═══ Data section

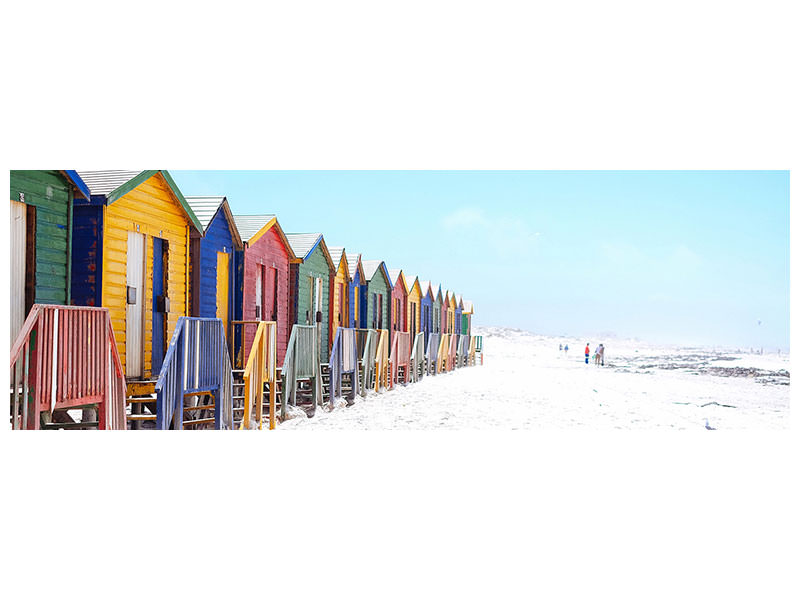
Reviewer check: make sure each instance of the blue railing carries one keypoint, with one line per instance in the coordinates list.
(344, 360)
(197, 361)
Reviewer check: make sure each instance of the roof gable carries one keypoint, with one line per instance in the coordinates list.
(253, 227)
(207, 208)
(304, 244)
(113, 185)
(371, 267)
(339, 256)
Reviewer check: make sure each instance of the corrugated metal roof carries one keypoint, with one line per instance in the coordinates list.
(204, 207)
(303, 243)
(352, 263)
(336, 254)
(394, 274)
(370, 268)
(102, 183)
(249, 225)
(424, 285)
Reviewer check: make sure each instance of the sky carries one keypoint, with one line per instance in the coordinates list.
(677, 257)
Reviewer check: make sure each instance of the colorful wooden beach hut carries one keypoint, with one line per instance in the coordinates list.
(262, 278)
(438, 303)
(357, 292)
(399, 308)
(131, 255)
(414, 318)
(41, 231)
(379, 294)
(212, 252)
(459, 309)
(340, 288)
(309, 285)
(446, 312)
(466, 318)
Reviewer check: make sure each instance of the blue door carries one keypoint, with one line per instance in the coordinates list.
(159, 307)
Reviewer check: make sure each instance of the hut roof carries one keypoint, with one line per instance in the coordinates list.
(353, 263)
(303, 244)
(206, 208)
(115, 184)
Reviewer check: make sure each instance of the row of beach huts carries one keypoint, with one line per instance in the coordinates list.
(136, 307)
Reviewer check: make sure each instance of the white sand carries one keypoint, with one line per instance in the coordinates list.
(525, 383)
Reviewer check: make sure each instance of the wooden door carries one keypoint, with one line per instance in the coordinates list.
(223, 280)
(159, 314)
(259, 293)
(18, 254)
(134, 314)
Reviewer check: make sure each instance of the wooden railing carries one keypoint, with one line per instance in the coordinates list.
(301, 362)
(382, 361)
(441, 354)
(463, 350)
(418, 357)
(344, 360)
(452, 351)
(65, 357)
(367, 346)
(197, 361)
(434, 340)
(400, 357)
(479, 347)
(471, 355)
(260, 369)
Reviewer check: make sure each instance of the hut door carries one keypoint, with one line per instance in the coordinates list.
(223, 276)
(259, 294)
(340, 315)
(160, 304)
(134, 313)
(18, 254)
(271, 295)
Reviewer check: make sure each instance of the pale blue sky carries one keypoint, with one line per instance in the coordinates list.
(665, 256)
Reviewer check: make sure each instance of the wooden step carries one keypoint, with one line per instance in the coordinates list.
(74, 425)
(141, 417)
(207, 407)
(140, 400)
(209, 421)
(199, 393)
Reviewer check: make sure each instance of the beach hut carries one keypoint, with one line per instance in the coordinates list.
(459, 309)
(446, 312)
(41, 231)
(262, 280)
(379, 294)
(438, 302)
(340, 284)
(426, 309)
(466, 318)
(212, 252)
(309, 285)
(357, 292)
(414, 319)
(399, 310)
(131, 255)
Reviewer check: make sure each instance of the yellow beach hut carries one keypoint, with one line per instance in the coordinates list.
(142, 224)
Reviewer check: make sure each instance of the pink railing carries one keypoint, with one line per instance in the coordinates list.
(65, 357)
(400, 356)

══════
═══ Data section

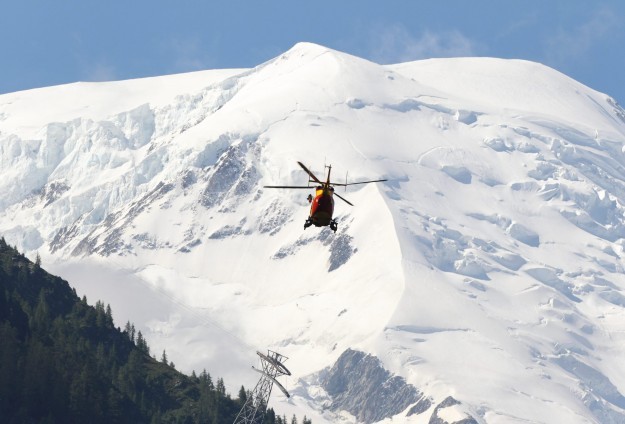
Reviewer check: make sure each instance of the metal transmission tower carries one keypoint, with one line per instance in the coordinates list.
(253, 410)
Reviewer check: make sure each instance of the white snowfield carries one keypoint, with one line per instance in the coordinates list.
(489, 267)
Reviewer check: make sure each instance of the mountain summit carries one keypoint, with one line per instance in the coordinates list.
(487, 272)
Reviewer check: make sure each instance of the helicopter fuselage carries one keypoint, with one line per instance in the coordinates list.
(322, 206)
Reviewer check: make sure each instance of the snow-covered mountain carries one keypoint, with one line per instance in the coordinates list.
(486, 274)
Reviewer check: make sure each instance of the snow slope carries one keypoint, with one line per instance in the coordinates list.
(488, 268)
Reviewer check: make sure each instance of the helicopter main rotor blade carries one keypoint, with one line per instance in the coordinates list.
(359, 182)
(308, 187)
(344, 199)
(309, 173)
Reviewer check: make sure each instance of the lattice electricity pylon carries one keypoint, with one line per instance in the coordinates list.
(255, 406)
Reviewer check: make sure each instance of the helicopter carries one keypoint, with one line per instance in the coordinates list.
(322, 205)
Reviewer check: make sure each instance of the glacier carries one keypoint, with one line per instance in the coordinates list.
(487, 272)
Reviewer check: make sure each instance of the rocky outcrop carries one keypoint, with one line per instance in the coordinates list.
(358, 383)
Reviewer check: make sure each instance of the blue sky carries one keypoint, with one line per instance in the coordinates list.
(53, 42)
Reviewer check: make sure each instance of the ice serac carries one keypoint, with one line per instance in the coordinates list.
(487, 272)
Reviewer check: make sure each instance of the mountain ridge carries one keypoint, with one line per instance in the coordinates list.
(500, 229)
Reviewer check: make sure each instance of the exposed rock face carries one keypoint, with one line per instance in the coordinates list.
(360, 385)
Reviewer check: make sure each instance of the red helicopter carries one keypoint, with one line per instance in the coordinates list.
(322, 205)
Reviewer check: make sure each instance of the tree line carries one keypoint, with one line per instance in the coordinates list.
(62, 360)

══════
═══ Data section

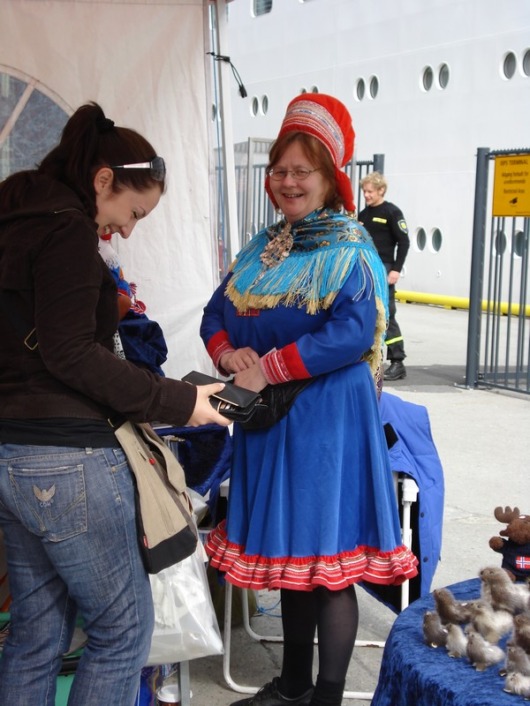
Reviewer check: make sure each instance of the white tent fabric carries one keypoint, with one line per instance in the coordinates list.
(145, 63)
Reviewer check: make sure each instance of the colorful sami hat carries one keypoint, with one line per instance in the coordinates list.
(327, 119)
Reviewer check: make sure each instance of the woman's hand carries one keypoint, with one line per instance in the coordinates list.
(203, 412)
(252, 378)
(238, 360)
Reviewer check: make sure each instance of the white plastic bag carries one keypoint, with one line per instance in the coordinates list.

══════

> _What to do_
Starting with the line containing "Reviewer check: make sure each instance of the colorful sami" and going on through the line containing "Reviewer check: make sure each instance of the white plastic", rewrite those lines of the listing with "keypoint" changed to "marker" and nothing else altered.

> _Exercise output_
Reviewer check: make sure each instance of the colorful sami hat carries one marker, with one line per instance in the coordinates list.
(327, 119)
Reviewer check: make sure each instance of the woman's hand carries one marker, with one line per instance in the coordinates list.
(203, 412)
(252, 378)
(238, 360)
Reviewer check: make sure each instance of the white plastic bag carries one marker, with one line per instance in the coordinates list.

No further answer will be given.